(Beginning of Extracted entries)
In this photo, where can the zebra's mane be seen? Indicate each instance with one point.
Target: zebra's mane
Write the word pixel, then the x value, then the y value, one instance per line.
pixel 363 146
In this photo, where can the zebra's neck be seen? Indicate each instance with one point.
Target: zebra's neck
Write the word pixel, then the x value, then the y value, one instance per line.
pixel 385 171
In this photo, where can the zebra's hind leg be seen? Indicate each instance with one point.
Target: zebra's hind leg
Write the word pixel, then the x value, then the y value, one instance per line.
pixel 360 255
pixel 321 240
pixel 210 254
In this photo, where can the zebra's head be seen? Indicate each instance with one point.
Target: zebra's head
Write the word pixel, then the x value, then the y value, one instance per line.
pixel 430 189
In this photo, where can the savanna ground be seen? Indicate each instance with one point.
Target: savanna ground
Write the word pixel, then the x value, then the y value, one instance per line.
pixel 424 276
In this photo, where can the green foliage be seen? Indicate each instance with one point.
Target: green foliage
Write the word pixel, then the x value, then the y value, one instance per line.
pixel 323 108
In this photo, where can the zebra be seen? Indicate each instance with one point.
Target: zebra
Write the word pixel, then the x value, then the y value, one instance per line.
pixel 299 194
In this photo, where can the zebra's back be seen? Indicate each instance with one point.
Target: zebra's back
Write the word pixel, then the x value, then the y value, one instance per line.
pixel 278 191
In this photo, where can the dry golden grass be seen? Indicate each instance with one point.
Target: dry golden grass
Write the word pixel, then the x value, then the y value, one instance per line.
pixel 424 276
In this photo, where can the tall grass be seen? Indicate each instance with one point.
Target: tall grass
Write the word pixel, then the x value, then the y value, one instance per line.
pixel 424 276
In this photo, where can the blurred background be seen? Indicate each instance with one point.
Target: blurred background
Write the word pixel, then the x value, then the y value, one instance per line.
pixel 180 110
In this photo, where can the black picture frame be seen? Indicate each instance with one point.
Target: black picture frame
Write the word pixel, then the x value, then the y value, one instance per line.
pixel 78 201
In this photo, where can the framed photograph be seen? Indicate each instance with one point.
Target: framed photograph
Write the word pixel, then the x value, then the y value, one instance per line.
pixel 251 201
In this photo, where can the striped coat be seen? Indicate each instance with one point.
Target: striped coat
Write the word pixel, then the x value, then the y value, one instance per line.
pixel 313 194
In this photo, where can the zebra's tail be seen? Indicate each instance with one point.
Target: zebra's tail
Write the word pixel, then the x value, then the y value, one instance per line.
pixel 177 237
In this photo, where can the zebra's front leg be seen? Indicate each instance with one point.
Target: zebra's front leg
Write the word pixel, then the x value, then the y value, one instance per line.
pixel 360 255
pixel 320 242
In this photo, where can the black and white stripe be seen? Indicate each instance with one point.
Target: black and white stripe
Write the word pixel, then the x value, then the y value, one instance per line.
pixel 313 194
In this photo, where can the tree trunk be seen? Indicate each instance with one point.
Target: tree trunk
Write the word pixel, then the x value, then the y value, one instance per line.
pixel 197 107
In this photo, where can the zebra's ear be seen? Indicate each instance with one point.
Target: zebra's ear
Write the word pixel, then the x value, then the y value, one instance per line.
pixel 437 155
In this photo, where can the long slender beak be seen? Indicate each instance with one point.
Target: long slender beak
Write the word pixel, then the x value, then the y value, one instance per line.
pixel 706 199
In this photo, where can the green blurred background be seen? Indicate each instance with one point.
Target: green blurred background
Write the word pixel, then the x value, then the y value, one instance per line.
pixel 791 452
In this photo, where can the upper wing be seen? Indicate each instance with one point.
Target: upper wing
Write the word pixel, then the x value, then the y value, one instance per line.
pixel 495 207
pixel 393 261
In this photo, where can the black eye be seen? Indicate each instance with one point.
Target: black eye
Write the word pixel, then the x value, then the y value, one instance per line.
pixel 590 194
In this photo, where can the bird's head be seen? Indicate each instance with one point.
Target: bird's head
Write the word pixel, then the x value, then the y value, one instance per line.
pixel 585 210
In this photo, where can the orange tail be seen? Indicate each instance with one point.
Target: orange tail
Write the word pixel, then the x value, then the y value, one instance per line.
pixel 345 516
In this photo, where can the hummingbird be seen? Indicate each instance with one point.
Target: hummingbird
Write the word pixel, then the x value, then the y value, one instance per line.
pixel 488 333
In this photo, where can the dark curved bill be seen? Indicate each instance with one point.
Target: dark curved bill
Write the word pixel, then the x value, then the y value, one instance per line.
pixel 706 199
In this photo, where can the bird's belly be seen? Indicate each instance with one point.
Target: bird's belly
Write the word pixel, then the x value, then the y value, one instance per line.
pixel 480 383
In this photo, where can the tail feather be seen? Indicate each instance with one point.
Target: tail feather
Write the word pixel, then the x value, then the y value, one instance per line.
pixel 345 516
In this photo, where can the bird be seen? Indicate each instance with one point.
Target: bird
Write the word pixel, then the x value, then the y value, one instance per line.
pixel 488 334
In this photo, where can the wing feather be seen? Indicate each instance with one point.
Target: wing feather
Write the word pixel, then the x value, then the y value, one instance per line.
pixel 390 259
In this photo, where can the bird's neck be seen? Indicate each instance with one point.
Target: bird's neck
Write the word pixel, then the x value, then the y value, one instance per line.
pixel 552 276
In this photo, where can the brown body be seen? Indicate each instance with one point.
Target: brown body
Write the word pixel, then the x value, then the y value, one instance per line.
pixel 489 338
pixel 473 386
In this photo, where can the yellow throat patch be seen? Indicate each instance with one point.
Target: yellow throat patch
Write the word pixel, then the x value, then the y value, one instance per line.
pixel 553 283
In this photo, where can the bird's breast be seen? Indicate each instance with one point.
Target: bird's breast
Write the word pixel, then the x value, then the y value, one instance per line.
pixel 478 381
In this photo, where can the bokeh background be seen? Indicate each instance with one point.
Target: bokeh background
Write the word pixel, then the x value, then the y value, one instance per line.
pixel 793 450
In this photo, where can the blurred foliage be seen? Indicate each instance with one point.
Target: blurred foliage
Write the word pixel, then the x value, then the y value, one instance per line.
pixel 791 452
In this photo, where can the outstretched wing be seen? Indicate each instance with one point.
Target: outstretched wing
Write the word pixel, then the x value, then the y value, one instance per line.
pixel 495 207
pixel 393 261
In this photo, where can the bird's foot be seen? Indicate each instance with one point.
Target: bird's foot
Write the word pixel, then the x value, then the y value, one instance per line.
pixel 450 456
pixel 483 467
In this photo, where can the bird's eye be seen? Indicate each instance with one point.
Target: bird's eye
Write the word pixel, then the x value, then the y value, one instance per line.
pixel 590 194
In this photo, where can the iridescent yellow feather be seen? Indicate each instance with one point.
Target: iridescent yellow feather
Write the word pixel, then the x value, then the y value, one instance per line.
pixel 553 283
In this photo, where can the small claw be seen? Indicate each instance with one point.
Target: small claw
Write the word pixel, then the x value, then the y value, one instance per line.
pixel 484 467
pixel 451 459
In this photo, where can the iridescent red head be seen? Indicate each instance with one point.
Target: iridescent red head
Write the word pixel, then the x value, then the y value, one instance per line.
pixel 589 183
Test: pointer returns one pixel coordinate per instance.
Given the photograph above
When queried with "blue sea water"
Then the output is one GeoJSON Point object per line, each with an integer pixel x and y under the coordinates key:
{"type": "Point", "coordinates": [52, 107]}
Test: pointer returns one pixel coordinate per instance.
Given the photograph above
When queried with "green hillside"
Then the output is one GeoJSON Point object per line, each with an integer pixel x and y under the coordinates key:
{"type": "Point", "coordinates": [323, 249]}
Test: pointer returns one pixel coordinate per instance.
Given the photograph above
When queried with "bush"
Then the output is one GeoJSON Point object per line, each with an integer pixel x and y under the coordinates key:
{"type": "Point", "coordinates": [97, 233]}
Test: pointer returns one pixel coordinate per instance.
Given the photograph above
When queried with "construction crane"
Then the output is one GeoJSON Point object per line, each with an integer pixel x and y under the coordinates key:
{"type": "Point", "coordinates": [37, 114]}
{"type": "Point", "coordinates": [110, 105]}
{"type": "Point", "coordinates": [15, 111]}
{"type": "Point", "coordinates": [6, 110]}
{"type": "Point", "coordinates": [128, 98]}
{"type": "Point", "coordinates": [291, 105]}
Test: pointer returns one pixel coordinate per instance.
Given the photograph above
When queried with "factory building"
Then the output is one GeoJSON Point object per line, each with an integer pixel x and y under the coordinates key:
(End of Extracted entries)
#### Prompt
Look through the entries above and quote exactly the lines from the line with "Target: striped coat" to the line with "Target: bird's head", counting both of those lines.

#### Your response
Target: striped coat
Write the word pixel, then the x value, then the y value, one instance per line.
pixel 313 194
In this photo, where can the zebra's tail be seen? Indicate each instance with one point.
Target: zebra's tail
Write the word pixel, then the x value, then the y value, one instance per line.
pixel 177 237
In this photo, where can the zebra's front leg be seen? Indicate each instance with one point.
Target: zebra's front leg
Write the word pixel, then the x value, then the y value, one instance per line.
pixel 360 255
pixel 320 242
In this photo, where can the black and white stripe be seen? Indicate each instance with one point.
Target: black and white stripe
Write the word pixel, then the x value, then the y value, one instance per line.
pixel 313 194
In this photo, where can the tree trunk be seen? Indicate each instance with one point.
Target: tree trunk
Write the word pixel, then the x value, then the y value, one instance per line.
pixel 197 107
In this photo, where can the zebra's ear be seen? Indicate each instance with one point.
Target: zebra's ear
Write the word pixel, then the x value, then the y value, one instance per line.
pixel 437 155
In this photo, where can the long slender beak be seen? Indicate each instance with one point.
Target: long slender beak
Write the word pixel, then the x value, then the y value, one instance per line.
pixel 706 199
In this photo, where can the green blurred background be seen? Indicate each instance with one point.
Target: green blurred background
Write the word pixel, then the x value, then the y value, one instance per line.
pixel 791 452
In this photo, where can the upper wing be seen? Indicate each instance with one point.
Target: upper wing
Write the word pixel, then the x value, then the y value, one instance per line.
pixel 495 207
pixel 393 261
In this photo, where can the black eye be seen? Indicate each instance with one point.
Target: black eye
Write the word pixel, then the x value, then the y value, one instance per line.
pixel 590 194
In this photo, where can the bird's head be seen? Indicate each instance with one point.
Target: bird's head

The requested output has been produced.